Challenge –
Print the listing below verbatim, leaving out the pictures.

----- Records supplied -----

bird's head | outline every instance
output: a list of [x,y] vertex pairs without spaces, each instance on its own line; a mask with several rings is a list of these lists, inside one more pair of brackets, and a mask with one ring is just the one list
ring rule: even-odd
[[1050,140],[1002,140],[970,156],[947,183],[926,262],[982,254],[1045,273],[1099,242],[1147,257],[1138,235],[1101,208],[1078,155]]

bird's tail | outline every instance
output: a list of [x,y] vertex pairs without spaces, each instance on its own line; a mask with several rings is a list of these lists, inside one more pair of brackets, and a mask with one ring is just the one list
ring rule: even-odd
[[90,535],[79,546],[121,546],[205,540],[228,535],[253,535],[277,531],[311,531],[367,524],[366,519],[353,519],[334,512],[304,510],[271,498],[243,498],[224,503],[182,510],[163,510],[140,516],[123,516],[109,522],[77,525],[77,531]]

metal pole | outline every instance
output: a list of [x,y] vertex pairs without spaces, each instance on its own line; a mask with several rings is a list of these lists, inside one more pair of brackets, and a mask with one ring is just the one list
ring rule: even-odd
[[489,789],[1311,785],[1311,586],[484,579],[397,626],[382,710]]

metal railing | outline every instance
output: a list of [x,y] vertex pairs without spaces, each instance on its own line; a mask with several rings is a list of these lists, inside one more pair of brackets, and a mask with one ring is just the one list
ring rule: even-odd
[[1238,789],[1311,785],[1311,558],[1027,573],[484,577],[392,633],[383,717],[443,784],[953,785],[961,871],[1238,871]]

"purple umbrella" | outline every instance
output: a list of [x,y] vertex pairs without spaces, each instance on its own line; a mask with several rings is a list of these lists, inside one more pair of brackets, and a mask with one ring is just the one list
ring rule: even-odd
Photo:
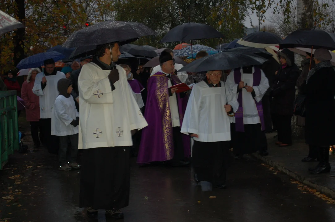
[[17,95],[16,97],[17,98],[17,111],[25,109],[24,101],[21,97],[19,97]]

-----

Exercise answer –
bird's head | outline every instance
output: a list of [x,y] vertex pairs without spaces, each instance on its own line; a mask with several rings is a list of these lists, inside one more pair of brackets, and a mask with one ring is just the one list
ring rule: even-odd
[[1050,140],[1002,140],[970,156],[947,183],[926,262],[982,254],[1045,273],[1099,242],[1147,257],[1138,235],[1101,208],[1078,155]]

bird's tail | outline every instance
output: a list of [x,y] vertex pairs without spaces, each instance on its own line; a mask with several rings is a list of these lists, inside one more pair of brackets, and a mask with one ring is just the one list
ring rule: even-odd
[[90,535],[79,546],[121,546],[205,540],[228,535],[253,535],[277,531],[311,531],[367,524],[366,519],[353,519],[334,512],[304,510],[271,498],[243,498],[224,503],[182,510],[163,510],[140,516],[123,516],[109,522],[77,525],[77,531]]

metal pole | outline every instance
output: a list of [x,y] vertex pairs without spaces, each instance on its own line; a mask with several rings is a list of these lists, inside one more pair of brackets, and a mask with one ring is just the one list
ring rule: even-odd
[[489,789],[1311,785],[1311,586],[484,579],[397,626],[382,710]]

metal railing | outline every instance
output: a list of [x,y] vertex pairs without spaces, each instance on its own line; a mask with several rings is a list of these lists, inside one more pair of brackets, and a mask with one ring is just the one list
ring rule: even-odd
[[1238,789],[1311,785],[1311,558],[1027,573],[484,577],[392,633],[383,717],[443,784],[953,785],[961,871],[1238,871]]

"purple umbrella" | outline every instance
output: a list of [x,y] vertex pairs without spaces, each instance on its own line; a mask with several rings is a list of these lists, inside one more pair of brackets, and a mask with one ring is just the one list
ring rule: even-odd
Photo:
[[17,95],[16,97],[17,98],[17,111],[25,109],[24,101],[21,97],[19,97]]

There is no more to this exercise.